Items listed in a dataset
● ● ●
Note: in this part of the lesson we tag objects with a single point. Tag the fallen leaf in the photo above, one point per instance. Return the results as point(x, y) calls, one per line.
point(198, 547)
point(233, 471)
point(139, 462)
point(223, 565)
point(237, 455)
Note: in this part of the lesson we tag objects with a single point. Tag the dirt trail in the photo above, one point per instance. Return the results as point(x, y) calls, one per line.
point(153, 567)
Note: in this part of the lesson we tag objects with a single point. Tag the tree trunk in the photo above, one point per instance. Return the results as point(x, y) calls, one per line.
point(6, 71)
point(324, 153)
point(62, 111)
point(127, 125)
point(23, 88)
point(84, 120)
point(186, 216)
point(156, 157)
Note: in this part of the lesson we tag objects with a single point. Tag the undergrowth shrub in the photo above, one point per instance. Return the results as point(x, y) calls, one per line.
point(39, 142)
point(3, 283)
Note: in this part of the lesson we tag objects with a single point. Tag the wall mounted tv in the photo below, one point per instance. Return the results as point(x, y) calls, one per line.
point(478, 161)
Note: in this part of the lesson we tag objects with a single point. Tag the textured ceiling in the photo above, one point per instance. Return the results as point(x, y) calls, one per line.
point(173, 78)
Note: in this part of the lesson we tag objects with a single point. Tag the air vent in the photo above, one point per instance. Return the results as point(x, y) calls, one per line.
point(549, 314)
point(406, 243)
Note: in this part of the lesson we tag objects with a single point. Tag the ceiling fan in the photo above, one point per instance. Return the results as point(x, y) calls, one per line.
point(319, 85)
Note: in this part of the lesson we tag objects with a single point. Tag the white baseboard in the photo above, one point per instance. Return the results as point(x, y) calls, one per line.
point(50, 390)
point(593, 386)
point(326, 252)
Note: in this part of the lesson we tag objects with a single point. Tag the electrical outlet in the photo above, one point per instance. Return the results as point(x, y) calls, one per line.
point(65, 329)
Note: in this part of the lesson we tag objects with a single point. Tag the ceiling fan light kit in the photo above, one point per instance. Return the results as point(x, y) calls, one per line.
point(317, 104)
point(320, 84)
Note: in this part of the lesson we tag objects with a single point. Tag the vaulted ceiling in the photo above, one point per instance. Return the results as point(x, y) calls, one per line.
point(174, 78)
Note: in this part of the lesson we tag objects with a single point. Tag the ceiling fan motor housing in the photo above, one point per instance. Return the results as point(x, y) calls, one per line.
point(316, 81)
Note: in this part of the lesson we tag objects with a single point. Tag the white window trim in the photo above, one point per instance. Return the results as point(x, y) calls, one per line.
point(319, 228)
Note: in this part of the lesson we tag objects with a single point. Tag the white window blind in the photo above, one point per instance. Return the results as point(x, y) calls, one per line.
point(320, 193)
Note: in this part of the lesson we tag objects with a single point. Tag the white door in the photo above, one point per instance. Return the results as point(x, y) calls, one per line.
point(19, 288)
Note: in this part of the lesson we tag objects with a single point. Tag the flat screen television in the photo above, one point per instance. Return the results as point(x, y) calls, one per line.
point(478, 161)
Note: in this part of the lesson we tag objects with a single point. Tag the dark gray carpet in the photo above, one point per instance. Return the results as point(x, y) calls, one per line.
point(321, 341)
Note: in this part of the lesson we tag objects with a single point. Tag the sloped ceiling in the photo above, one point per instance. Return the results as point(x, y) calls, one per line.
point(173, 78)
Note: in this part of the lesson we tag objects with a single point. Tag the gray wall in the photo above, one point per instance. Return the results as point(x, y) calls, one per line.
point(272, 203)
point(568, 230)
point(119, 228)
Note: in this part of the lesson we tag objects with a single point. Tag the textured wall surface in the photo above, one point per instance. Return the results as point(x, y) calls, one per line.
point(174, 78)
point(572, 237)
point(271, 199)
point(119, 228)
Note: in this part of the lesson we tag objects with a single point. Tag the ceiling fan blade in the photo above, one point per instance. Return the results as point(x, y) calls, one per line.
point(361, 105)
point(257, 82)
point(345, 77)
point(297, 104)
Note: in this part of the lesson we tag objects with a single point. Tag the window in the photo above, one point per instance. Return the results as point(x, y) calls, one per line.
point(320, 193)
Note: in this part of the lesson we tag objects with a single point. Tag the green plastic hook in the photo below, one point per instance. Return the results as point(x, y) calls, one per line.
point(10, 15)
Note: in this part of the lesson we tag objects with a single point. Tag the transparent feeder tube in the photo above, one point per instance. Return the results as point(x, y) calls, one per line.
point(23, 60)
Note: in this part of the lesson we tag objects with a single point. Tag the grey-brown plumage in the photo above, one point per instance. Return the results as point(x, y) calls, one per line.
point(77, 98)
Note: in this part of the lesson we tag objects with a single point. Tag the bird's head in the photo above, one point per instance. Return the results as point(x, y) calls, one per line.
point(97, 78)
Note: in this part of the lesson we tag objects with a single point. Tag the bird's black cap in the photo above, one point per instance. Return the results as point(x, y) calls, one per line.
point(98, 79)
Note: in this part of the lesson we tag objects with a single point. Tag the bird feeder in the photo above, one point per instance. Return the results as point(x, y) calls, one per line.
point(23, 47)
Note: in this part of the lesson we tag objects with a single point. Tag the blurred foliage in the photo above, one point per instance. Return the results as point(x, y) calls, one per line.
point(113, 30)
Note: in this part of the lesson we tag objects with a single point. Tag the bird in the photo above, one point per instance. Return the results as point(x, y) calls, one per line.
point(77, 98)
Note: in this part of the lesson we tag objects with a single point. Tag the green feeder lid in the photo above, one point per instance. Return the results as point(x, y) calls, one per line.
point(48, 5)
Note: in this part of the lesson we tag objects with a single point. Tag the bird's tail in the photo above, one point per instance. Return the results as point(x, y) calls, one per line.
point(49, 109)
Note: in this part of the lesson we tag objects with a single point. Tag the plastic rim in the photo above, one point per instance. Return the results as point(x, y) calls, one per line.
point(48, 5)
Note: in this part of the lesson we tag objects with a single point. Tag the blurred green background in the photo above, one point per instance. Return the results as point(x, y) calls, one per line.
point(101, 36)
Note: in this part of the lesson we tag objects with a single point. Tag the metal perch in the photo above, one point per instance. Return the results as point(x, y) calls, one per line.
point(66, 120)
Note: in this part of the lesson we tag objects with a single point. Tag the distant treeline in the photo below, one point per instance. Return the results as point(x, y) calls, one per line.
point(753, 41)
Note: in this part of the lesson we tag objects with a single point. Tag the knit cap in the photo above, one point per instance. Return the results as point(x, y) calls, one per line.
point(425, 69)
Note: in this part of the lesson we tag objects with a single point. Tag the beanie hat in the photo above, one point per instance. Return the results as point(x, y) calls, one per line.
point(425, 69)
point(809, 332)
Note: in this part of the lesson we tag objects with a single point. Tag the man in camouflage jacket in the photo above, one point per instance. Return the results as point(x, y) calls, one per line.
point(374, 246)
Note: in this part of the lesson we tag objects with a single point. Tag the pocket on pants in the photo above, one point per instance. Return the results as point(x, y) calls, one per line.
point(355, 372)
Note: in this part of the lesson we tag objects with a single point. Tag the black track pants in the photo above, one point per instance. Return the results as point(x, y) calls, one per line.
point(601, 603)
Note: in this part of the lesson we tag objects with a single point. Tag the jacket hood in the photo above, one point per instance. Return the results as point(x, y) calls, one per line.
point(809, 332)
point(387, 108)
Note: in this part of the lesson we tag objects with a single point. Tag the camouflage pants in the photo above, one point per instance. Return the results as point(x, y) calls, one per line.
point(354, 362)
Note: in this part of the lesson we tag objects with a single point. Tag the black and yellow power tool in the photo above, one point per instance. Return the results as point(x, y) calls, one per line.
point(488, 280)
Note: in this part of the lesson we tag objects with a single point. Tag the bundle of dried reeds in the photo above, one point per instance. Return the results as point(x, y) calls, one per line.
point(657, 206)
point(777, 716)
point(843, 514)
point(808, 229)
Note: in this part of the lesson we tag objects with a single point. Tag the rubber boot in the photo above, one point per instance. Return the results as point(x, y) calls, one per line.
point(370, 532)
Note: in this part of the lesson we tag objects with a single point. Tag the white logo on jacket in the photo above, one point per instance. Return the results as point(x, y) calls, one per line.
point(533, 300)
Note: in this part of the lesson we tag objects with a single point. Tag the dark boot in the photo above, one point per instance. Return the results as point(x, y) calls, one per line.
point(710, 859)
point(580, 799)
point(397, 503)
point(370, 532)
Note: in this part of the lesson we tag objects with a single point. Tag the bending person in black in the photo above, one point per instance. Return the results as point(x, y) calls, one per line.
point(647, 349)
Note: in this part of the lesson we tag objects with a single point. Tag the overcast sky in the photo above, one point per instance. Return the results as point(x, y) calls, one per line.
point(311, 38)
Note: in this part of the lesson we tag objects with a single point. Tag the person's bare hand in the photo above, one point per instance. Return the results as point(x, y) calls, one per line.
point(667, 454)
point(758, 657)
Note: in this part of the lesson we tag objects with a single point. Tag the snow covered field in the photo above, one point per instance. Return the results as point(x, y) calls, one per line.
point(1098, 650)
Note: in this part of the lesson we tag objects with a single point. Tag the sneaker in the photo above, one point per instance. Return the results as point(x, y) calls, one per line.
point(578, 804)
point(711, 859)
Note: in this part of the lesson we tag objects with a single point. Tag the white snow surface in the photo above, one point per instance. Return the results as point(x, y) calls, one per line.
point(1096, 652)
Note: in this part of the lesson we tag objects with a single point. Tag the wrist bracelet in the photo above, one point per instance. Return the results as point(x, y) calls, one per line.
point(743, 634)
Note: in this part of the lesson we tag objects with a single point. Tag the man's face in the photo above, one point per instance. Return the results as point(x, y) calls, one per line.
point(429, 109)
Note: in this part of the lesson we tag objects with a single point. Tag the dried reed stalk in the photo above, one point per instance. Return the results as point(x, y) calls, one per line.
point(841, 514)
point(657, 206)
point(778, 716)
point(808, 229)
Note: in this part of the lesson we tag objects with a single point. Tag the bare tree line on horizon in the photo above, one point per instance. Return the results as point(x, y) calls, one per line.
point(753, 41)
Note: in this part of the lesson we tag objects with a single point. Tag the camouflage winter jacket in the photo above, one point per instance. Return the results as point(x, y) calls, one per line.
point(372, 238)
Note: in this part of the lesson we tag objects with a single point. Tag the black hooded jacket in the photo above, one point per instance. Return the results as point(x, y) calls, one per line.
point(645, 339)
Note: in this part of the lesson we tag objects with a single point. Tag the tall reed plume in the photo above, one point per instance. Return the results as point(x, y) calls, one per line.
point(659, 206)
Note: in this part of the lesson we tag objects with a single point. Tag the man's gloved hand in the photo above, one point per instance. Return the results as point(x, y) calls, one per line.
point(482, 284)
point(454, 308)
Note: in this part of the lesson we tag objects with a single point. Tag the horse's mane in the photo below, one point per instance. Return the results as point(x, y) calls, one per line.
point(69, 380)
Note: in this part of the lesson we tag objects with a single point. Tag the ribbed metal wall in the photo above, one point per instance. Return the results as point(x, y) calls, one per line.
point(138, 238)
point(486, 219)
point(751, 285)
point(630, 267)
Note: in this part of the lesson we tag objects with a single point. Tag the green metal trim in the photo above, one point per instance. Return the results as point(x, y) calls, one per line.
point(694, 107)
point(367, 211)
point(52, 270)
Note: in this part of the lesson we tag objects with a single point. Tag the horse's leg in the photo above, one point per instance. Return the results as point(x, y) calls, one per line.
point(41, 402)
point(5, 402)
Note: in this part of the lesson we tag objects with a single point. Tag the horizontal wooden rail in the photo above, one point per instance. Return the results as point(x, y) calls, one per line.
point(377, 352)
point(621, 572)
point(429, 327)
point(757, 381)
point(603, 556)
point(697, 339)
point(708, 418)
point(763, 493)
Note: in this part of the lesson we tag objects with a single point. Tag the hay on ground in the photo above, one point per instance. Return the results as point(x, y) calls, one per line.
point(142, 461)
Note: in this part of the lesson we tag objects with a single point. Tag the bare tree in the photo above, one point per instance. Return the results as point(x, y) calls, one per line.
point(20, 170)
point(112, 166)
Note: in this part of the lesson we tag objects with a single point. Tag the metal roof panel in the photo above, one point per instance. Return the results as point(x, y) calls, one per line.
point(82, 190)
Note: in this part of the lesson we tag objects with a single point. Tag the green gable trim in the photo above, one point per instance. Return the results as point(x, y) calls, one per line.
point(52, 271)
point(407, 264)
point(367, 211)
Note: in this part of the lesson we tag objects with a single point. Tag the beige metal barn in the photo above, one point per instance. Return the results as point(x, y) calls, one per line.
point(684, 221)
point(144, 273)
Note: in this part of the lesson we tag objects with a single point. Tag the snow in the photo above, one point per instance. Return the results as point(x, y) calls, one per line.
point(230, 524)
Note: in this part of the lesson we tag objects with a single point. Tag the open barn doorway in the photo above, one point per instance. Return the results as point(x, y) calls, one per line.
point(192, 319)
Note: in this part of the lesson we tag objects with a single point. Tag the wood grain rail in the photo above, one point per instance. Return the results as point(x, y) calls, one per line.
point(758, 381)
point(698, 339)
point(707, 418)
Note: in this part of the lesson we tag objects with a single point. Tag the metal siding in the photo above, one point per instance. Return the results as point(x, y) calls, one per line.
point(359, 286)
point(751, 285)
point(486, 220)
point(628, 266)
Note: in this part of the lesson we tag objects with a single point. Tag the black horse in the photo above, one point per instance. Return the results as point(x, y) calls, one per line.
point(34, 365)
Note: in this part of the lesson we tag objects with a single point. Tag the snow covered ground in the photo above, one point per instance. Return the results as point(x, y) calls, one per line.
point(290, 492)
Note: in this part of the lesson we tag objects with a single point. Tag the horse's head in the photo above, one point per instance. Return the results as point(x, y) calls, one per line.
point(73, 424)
● ● ●
→ Your objective: Write out, character for character, everything from the line containing "Tag the undergrowth" down to the line containing "point(320, 84)", including both of those lines.

→ Task solution:
Note: in this part of the lesson we tag objects with a single point. Tag the undergrowth shrub in the photo above, one point per instance. Return the results as point(x, y) calls, one per line.
point(39, 142)
point(3, 283)
Note: in this part of the lesson we tag objects with a single point. Tag the wall mounted tv in the photo below, one point per instance. Return the results as point(x, y) calls, one per line.
point(478, 161)
Note: in this part of the lesson we tag objects with a single point. Tag the textured ceiling in the photo above, one point per instance. Return the results as point(x, y) calls, one per line.
point(173, 78)
Note: in this part of the lesson we tag objects with a single point. Tag the air vent in the photo above, one point per instance. Return the results as point(x, y) calls, one per line.
point(549, 314)
point(406, 243)
Note: in this part of the lesson we tag objects with a single point. Tag the ceiling fan in the photo above, one point per instance. Return the results as point(x, y) calls, one per line.
point(319, 85)
Note: in this part of the lesson we tag objects with a single point. Tag the white baseboard in the photo above, one point per instance. Return the results as point(x, y) calls, one per line.
point(50, 390)
point(593, 386)
point(326, 252)
Note: in this part of the lesson we tag objects with a single point. Tag the electrical outlet in the photo above, one point per instance. Return the results as point(x, y) calls, one per line.
point(65, 329)
Note: in this part of the lesson we tag objects with a single point. Tag the ceiling fan light kit in the photo above, one point per instance. Return the results as point(x, y) calls, one per line.
point(317, 104)
point(320, 84)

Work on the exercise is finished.